== WHAT IS ASKED ==
Format the lines from the one containing "Place one marker on every instance of the bare" through the one containing "pixel 219 152" as a JSON list of strings, one string per line, with blank lines omitted and both end lines included.

== DATA SHOWN ==
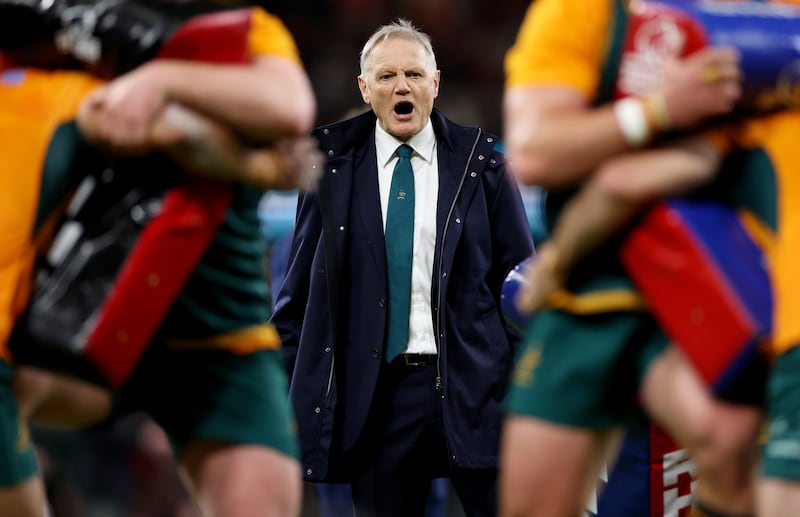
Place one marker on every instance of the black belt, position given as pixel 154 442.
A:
pixel 419 359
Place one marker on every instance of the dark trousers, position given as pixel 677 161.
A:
pixel 402 448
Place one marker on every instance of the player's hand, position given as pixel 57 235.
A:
pixel 542 280
pixel 703 85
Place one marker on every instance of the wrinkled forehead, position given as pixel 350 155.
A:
pixel 416 51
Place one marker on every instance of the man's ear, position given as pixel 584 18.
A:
pixel 362 86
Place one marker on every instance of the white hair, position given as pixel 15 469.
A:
pixel 400 28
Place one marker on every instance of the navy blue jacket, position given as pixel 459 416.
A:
pixel 331 308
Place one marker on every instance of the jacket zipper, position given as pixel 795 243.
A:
pixel 438 334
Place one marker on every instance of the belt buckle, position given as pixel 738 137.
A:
pixel 418 359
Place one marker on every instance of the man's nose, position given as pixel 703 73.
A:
pixel 401 86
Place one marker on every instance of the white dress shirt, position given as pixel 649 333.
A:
pixel 426 193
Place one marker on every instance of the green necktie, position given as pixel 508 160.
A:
pixel 399 242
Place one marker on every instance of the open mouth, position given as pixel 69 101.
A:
pixel 403 108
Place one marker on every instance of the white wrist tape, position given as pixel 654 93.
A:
pixel 632 121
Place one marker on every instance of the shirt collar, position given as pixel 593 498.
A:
pixel 422 143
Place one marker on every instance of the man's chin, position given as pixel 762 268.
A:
pixel 403 130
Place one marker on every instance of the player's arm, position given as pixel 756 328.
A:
pixel 555 137
pixel 609 201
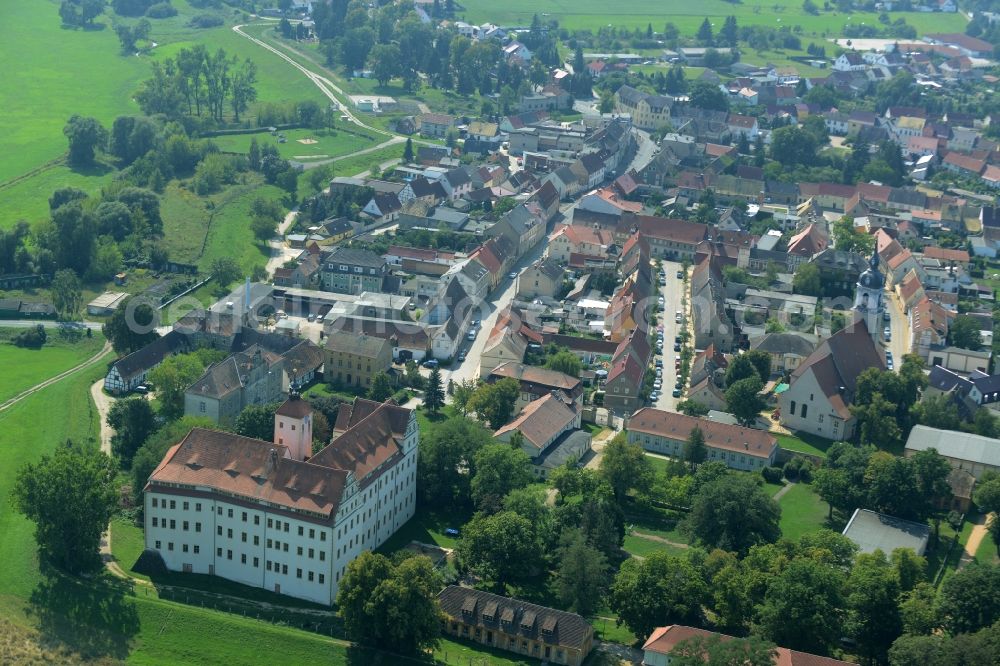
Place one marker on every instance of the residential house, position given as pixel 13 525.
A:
pixel 666 432
pixel 351 271
pixel 822 387
pixel 537 382
pixel 131 370
pixel 543 279
pixel 353 360
pixel 251 377
pixel 537 632
pixel 661 643
pixel 435 125
pixel 550 433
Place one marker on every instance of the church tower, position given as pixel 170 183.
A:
pixel 869 301
pixel 293 427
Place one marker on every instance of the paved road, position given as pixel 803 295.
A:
pixel 52 380
pixel 672 293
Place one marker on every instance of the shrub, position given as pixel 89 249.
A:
pixel 772 474
pixel 161 10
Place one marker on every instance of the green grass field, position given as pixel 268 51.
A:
pixel 802 511
pixel 199 229
pixel 328 143
pixel 23 368
pixel 594 14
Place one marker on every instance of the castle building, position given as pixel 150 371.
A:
pixel 270 514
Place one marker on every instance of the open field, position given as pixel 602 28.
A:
pixel 199 229
pixel 328 143
pixel 802 511
pixel 594 14
pixel 23 368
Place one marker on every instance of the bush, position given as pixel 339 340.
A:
pixel 772 474
pixel 161 10
pixel 32 338
pixel 206 21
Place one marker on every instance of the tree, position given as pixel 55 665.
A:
pixel 385 61
pixel 877 421
pixel 582 574
pixel 499 470
pixel 873 617
pixel 66 293
pixel 392 607
pixel 566 362
pixel 743 399
pixel 225 270
pixel 706 96
pixel 134 421
pixel 446 457
pixel 734 513
pixel 434 392
pixel 801 609
pixel 964 333
pixel 86 136
pixel 502 547
pixel 661 589
pixel 806 280
pixel 970 599
pixel 257 421
pixel 131 328
pixel 624 466
pixel 494 402
pixel 705 33
pixel 70 496
pixel 381 388
pixel 172 377
pixel 713 651
pixel 695 450
pixel 987 496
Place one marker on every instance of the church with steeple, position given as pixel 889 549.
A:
pixel 869 301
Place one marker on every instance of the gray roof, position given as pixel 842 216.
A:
pixel 876 531
pixel 954 444
pixel 784 343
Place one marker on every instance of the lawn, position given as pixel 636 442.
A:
pixel 637 545
pixel 23 368
pixel 329 143
pixel 199 229
pixel 802 511
pixel 594 14
pixel 803 443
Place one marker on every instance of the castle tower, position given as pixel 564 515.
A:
pixel 293 427
pixel 869 301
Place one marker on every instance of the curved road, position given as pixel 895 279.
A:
pixel 52 380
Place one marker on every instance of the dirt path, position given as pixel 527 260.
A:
pixel 979 531
pixel 103 402
pixel 52 380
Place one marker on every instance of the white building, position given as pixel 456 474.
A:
pixel 265 514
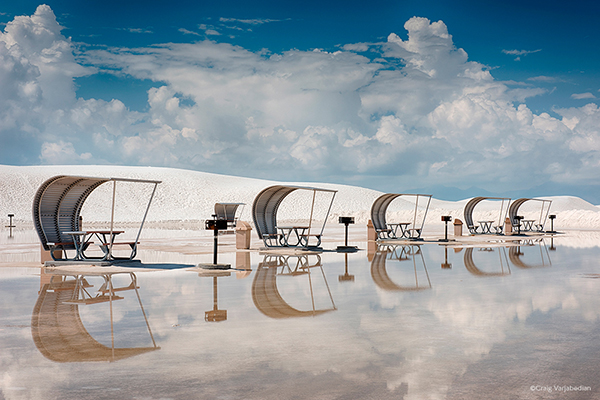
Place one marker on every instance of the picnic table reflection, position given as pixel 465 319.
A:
pixel 56 325
pixel 379 267
pixel 265 291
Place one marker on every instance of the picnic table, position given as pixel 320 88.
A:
pixel 82 240
pixel 486 226
pixel 527 224
pixel 291 235
pixel 402 226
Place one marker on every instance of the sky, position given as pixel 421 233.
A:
pixel 457 98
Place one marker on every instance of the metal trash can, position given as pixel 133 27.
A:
pixel 243 232
pixel 371 234
pixel 457 227
pixel 507 226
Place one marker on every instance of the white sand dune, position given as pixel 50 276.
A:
pixel 186 195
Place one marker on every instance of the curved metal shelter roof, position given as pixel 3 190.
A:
pixel 380 206
pixel 58 201
pixel 470 206
pixel 267 202
pixel 514 210
pixel 59 333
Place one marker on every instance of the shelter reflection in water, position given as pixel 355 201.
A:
pixel 408 259
pixel 56 324
pixel 471 266
pixel 266 292
pixel 530 254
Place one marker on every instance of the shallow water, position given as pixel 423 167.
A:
pixel 412 322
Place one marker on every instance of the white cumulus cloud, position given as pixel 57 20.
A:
pixel 419 112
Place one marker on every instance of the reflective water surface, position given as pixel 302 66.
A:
pixel 507 321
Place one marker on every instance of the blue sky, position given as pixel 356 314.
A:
pixel 392 95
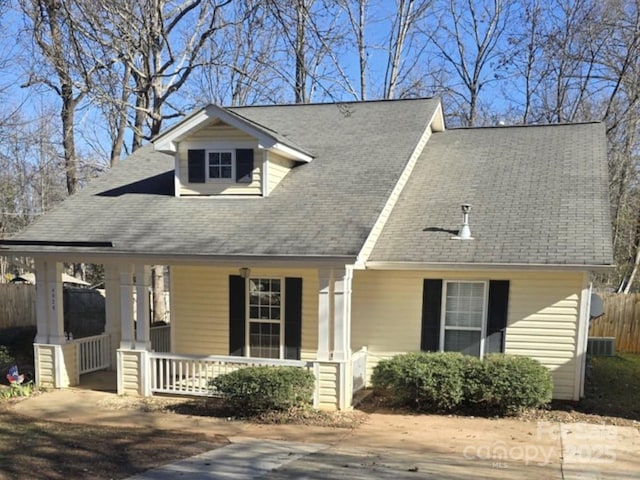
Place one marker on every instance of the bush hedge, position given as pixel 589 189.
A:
pixel 421 380
pixel 259 389
pixel 446 381
pixel 507 384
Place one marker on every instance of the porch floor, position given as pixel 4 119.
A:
pixel 101 381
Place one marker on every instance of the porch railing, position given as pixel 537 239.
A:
pixel 94 353
pixel 190 375
pixel 160 338
pixel 359 369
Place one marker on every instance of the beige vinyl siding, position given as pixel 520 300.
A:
pixel 200 308
pixel 130 372
pixel 277 170
pixel 45 365
pixel 219 134
pixel 542 318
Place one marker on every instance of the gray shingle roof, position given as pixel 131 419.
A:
pixel 324 208
pixel 538 195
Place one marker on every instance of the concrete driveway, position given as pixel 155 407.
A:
pixel 385 446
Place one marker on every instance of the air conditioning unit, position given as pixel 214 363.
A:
pixel 601 346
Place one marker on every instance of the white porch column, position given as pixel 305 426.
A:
pixel 112 325
pixel 325 303
pixel 55 304
pixel 126 306
pixel 342 316
pixel 143 274
pixel 42 317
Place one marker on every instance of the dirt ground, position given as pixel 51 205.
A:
pixel 133 428
pixel 40 449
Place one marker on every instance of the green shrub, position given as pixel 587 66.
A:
pixel 444 381
pixel 6 360
pixel 18 390
pixel 259 389
pixel 426 381
pixel 508 383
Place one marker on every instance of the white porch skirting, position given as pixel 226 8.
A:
pixel 141 372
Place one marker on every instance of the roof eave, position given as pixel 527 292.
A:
pixel 384 265
pixel 98 255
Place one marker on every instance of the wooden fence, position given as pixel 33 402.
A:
pixel 621 320
pixel 17 305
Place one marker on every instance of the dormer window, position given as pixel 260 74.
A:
pixel 221 165
pixel 210 166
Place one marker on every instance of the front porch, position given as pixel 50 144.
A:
pixel 164 360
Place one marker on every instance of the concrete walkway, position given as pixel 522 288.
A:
pixel 385 446
pixel 243 458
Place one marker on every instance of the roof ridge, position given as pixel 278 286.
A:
pixel 344 102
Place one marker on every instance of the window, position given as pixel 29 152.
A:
pixel 265 322
pixel 220 165
pixel 464 317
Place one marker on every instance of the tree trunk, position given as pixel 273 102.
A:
pixel 301 72
pixel 68 138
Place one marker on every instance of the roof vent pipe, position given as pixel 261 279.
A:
pixel 465 231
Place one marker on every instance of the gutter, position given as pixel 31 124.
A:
pixel 103 256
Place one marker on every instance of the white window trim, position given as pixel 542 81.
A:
pixel 233 165
pixel 443 312
pixel 248 315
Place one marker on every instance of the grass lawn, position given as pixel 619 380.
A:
pixel 613 386
pixel 49 450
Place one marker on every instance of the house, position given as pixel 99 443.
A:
pixel 328 237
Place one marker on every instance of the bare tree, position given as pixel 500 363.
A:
pixel 469 38
pixel 53 29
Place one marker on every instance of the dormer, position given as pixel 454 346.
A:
pixel 219 152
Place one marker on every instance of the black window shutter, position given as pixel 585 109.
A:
pixel 431 311
pixel 292 318
pixel 237 316
pixel 244 165
pixel 197 166
pixel 497 316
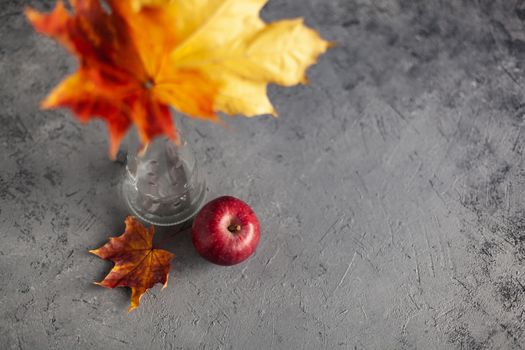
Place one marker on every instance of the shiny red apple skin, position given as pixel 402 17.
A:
pixel 226 231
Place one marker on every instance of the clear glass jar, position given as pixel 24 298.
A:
pixel 162 184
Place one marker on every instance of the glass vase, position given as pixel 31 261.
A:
pixel 162 184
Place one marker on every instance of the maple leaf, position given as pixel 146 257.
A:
pixel 200 56
pixel 137 264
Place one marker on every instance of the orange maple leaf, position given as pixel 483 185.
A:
pixel 200 56
pixel 137 264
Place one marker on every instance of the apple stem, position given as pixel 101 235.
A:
pixel 234 228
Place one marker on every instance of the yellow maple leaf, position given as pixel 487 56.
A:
pixel 200 56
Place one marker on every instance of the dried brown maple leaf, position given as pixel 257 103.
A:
pixel 137 264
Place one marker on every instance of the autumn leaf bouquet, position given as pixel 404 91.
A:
pixel 138 58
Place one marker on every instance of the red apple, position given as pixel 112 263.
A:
pixel 226 231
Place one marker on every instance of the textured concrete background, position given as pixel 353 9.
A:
pixel 389 192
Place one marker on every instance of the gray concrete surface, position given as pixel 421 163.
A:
pixel 389 192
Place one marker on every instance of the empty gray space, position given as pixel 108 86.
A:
pixel 389 192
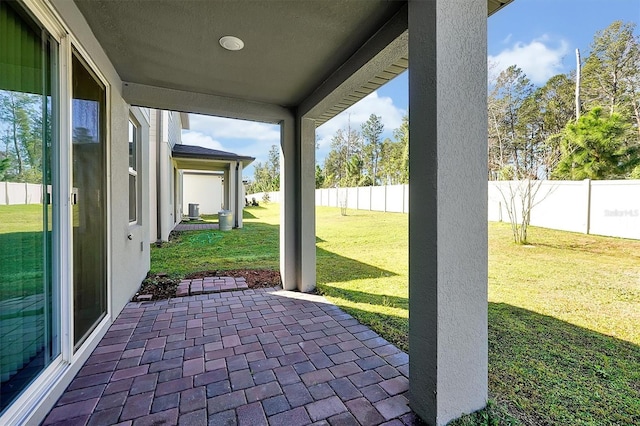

== WRITTEN RESPONSE ==
[
  "Place one marker on every instance of the bare tree, position given as pixel 500 363.",
  "A:",
  "pixel 469 38",
  "pixel 53 29",
  "Place one marker on every instance of the dormer, position given as pixel 454 346.",
  "A:",
  "pixel 219 152"
]